━━ Trecho fornecido

A morte nunca é o fim de uma história. Um dos filmes mais devastadores dos últimos tempos, com um desfecho inesperadamente surpreendente, Incêndios é até hoje a obra-prima do badalado cineasta canadense Denis Villeneuve.  Baseado na peça teatral Incendies, de Wajdi Mouawad, e também, parcialmente baseado na vida da ativista libanesa Souha Béchara, o projeto nos leva de forma impactante para uma história que tem o amor em várias esferas, constante, mesmo esse encontrando uma terra de incansáveis conflitos que se preenchem por verdades nunca ditas. Esse é um daqueles filmes que ficamos pensando durante dias e nunca mais esquecemos.


Na trama, conhecemos os irmãos gêmeos Jeanne (Mélissa Désormeaux-Poulin) e Simon (Maxim Gaudette) que chegam para a leitura do testamento que a mãe lhes deixou. Após serem surpreendidos com a possibilidade nada remota do pai estar vivo e a descoberta que eles tem um irmão, primeiro Jeanne e depois Simon embarcam para o Oriente Médio para descobrir as verdades escondidas de sua própria família tendo como epicentro a quase inacreditável história da mãe deles, Nawal (Lubna Azabal).

━━━━

* _Instruções a seguir_
Retome o texto sobre o filme Incêndios e dê continuidade a ele a partir da última frase.

━━ Registros fornecidos

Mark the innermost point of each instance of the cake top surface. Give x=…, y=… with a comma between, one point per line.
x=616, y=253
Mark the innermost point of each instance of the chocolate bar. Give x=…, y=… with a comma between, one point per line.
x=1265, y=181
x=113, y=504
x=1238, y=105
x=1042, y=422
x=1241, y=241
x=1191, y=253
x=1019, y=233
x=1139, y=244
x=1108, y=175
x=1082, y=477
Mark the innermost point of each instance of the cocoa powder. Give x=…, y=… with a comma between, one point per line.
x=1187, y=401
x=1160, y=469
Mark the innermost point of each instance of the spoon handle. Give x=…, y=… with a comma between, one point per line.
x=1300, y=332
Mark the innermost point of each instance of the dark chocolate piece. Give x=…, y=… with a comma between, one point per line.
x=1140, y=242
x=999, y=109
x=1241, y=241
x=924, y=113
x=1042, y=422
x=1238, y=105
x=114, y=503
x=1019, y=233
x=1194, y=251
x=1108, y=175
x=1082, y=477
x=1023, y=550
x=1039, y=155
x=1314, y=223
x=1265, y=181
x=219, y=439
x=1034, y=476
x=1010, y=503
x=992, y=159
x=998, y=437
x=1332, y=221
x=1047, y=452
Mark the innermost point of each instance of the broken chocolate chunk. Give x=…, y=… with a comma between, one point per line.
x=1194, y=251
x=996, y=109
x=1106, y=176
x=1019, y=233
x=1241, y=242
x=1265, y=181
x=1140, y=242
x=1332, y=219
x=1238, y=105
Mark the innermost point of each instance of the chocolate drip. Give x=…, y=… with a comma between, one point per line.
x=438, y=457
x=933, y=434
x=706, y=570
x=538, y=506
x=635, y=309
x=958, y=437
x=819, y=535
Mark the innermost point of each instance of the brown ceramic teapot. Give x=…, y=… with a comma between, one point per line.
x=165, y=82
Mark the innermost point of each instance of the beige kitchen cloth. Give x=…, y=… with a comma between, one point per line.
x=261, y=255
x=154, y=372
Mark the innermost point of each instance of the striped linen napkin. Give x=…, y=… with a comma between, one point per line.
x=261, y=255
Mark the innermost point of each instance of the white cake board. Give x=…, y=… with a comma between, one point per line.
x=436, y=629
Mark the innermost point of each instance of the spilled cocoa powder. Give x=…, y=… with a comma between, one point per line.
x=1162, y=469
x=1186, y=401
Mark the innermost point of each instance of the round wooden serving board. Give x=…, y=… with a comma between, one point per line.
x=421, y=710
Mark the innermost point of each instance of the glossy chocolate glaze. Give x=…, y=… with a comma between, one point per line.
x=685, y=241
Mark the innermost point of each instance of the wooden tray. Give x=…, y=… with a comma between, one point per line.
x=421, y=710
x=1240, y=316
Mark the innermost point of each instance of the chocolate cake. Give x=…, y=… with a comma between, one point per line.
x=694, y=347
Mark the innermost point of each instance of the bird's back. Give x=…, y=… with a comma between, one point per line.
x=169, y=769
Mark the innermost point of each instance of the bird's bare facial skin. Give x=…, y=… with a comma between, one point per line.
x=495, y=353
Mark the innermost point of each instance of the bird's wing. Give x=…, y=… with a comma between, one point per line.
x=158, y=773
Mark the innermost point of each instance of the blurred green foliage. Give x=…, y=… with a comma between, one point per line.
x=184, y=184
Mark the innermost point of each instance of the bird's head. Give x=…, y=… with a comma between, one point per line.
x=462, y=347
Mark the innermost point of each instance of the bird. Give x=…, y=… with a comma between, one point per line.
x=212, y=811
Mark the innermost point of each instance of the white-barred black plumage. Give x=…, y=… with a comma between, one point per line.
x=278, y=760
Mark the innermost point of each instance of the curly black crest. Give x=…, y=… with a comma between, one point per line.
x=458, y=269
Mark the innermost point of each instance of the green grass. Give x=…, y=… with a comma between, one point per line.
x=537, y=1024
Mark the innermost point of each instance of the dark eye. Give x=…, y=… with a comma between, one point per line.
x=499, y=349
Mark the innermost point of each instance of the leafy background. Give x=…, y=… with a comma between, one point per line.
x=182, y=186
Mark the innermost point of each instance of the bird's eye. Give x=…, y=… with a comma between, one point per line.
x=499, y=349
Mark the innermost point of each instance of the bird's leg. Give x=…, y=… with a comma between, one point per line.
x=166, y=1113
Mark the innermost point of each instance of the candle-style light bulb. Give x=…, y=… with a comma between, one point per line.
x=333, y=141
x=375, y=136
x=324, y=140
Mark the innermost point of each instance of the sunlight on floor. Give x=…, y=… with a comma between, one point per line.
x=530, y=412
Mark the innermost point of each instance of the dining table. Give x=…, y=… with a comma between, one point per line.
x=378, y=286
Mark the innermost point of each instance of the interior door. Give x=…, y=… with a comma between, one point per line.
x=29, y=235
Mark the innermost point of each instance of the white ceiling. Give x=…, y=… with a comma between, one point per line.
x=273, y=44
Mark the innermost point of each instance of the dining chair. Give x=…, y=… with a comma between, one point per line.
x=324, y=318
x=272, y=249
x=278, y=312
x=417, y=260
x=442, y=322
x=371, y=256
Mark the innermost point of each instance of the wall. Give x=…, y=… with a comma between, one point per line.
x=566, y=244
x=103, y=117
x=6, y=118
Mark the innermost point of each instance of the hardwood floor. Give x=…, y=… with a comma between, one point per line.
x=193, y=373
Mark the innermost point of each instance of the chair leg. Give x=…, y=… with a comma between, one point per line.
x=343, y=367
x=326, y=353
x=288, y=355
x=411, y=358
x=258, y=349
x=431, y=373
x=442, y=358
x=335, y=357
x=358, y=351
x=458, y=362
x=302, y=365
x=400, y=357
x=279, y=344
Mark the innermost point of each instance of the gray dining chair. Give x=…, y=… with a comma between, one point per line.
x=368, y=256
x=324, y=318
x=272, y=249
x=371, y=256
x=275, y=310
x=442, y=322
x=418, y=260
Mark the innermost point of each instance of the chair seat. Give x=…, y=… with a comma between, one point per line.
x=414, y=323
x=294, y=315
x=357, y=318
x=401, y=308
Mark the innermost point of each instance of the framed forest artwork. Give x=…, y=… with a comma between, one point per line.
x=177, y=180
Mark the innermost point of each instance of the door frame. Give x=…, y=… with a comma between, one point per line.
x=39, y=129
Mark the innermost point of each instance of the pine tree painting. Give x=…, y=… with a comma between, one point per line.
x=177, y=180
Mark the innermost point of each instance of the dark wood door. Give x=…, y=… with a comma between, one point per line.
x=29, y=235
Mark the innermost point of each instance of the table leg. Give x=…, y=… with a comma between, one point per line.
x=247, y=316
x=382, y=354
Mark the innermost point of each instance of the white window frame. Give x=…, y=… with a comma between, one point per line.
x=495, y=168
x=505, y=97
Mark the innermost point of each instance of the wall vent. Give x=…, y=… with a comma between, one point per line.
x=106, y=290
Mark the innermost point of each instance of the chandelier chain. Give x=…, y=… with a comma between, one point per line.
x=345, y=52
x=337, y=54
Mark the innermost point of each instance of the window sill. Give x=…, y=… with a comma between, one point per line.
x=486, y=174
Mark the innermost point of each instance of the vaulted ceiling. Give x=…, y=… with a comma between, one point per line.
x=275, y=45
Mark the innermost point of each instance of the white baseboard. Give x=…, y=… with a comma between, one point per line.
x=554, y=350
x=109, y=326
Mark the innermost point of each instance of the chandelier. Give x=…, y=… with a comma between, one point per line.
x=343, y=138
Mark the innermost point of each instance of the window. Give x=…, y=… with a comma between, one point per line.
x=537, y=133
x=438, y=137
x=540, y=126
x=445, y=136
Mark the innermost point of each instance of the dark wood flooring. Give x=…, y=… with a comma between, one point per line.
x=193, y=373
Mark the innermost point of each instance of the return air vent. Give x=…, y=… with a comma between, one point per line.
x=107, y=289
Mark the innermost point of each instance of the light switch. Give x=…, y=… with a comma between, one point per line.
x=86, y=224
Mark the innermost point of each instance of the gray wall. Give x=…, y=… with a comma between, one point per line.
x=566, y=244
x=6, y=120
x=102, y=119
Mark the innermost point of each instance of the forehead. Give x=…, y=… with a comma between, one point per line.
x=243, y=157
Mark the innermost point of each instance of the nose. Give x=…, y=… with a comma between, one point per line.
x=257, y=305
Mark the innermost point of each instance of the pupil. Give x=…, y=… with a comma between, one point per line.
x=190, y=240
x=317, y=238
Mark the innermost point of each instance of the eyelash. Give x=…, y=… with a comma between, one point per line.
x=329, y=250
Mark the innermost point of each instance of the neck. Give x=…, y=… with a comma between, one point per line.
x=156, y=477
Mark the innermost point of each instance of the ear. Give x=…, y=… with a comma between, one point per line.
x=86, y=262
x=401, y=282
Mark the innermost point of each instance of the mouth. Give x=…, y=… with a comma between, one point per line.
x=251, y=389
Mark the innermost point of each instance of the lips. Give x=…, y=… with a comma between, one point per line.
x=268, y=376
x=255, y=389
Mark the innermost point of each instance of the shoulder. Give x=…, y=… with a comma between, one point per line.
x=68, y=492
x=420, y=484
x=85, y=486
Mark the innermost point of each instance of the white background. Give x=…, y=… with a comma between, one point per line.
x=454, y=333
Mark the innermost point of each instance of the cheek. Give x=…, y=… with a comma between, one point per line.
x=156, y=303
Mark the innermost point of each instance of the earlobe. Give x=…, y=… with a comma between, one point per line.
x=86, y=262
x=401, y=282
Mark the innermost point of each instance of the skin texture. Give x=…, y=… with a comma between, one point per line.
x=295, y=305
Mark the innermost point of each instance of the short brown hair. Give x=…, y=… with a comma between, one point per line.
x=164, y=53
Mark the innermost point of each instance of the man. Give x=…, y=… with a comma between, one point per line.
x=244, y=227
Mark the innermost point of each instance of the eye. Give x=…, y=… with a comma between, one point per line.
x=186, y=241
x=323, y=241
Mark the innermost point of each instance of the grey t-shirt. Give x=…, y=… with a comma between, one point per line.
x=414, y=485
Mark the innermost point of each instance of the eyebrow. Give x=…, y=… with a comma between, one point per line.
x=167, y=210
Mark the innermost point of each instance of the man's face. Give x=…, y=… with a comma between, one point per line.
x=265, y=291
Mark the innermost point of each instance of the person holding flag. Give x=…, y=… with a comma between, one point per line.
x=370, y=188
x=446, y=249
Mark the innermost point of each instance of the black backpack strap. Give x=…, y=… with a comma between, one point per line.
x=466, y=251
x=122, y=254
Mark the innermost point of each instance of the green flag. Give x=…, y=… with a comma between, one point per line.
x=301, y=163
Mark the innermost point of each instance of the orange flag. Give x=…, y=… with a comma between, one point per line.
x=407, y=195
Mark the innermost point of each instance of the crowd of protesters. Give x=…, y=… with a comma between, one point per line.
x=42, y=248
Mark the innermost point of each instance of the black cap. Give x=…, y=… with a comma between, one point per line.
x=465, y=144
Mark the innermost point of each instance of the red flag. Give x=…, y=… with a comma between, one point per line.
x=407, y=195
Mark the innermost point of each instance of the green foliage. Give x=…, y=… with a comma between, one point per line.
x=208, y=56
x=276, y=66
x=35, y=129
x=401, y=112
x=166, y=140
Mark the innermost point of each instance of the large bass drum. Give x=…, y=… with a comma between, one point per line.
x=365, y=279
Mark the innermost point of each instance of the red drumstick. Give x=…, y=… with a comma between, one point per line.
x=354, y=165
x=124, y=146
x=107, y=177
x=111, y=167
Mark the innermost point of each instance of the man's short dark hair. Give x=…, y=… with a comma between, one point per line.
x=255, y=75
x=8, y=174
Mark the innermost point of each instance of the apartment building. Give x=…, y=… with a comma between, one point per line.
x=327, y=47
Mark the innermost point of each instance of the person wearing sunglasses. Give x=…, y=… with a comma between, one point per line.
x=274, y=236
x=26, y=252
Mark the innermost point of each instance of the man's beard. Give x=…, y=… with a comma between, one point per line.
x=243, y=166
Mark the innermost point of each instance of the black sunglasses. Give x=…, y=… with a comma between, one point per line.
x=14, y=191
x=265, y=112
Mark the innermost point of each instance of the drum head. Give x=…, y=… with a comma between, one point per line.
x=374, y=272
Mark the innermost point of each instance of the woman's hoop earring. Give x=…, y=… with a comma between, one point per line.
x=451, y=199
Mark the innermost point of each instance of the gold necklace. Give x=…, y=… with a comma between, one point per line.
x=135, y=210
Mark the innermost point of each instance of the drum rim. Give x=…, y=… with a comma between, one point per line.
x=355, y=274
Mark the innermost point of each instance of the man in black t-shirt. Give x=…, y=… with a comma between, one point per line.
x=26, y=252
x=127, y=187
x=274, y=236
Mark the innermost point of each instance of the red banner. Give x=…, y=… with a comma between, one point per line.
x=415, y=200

━━━━

* _Exercício resolvido_
Indicado ao Oscar de Melhor Filme Estrangeiro, Incêndios nos mostra as verdadeiras vítimas de um conflito, a ruptura de uma criação, o despedaçar de um coração materno em sua constante luta por um reencontro. Somado a isso, a narrativa de maneira muito habilidosa nos transporta pra o presente na visão de dois irmãos que se conectam a essa história cada qual no seu tempo. A matemática Jeanne dá os primeiros passos atrás dos desejos da mãe, sendo surpreendida a todo instante e precisa da sua outra metade para completar o restante de ciclo que escondia as verdades sobre a trajetória da própria mãe. Todas as peças são captadas de forma cirúrgica pelas lentes de Villeneuve que mostra um total domínio sobre a história que quer contar.


As ideias só existem se alguém as defende. Filmado na Jordânia e em Montreal, a ambientação da história não é declarada, sabemos apenas que se passa no Oriente Médio, mas entendemos alguns conflitos provocados por adeptos de milícias cristãs direitistas e seus autodeclarados inimigos. O choque entre o passado e o presente se torna uma enorme aula de geopolítica e essa contextualização é um elemento importante, mais um personagem, um ponto fixo que rodeia a saga da protagonista brilhantemente interpretada pela atriz belga Lubna Azabal.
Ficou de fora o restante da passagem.